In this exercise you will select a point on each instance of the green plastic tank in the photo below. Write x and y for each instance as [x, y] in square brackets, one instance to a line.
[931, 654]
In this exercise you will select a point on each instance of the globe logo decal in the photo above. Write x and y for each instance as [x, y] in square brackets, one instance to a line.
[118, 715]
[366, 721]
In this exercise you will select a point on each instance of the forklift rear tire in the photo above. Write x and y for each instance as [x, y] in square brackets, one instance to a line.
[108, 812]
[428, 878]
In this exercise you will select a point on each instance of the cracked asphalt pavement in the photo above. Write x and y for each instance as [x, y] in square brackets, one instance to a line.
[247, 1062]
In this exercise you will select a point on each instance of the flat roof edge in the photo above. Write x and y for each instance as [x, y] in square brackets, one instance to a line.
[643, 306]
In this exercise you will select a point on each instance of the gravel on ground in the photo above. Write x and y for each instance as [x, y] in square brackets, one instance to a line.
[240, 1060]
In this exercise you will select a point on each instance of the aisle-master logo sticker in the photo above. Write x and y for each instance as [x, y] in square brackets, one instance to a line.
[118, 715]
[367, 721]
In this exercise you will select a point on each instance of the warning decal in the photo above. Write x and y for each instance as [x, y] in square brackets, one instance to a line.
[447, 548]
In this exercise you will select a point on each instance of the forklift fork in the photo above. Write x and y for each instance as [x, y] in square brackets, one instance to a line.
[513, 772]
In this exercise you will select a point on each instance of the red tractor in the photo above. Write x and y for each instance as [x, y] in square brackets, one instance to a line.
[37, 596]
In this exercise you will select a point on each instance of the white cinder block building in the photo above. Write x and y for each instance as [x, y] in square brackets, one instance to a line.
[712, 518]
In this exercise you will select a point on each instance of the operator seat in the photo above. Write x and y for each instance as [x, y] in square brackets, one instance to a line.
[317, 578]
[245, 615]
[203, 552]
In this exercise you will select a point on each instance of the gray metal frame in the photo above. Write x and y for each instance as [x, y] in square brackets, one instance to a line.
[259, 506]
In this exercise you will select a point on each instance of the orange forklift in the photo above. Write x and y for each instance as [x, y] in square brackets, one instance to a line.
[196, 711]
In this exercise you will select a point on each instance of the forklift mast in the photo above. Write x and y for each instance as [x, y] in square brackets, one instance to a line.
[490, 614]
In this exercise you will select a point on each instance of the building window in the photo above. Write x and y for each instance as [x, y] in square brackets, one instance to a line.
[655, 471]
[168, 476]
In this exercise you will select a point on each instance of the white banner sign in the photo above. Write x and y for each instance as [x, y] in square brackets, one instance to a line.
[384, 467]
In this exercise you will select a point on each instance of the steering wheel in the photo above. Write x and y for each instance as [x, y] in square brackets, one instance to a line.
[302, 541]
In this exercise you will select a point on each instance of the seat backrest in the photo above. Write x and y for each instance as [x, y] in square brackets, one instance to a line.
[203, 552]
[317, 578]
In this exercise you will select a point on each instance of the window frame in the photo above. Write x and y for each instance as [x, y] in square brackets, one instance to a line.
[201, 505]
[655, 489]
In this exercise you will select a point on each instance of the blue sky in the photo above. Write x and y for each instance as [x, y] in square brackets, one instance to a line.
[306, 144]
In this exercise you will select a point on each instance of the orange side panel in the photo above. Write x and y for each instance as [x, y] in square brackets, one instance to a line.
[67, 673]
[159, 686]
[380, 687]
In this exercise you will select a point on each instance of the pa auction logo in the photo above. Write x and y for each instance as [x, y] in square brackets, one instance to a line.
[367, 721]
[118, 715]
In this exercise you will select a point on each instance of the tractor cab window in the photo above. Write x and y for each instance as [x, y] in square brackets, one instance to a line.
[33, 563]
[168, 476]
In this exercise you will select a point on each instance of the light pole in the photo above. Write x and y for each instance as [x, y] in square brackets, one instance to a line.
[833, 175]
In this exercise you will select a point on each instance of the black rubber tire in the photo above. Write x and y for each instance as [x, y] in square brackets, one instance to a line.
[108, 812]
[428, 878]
━━━━
*What you are asked to do*.
Repeat word for word the lines running from the line containing "of the window" to the end of the entries above, inclusive.

*Solved exercise*.
In this exercise you will select a point on each instance of the window frame in the photo above. Write x and y for each instance as [x, y] in square brackets, one instance to a line.
[201, 505]
[655, 489]
In this exercise you will select a point on each instance of the blue sky in the photo above. Write x and y for each instance as [x, y] in square brackets, one instance to a line.
[306, 144]
In this exercise you will select a point on each instance of the orange side panel in the photo above. Write x and y for each instance as [x, y] in square brackets, one instance to a line.
[67, 673]
[159, 686]
[380, 687]
In this exercise you will select a point on each instance of the pa auction logo in the photo above. Write x and y for each instance as [x, y] in square brackets, one instance to a line.
[367, 721]
[118, 715]
In this exercise you will select a point on each instance of the tractor cab window in the photo above. Write x and y for each instance as [x, y] in square brackets, one instance to a line.
[33, 563]
[168, 476]
In this exercise you will select a point on each instance of the light pole in the photo above. Write x and y for each instance as [x, y] in square brackets, one instance to a line.
[833, 175]
In this exercise you will select a point on each instance of the black rubber tire in the photo above. Write x and y for each instance as [x, y] in square brackets, one instance to a line.
[108, 812]
[428, 878]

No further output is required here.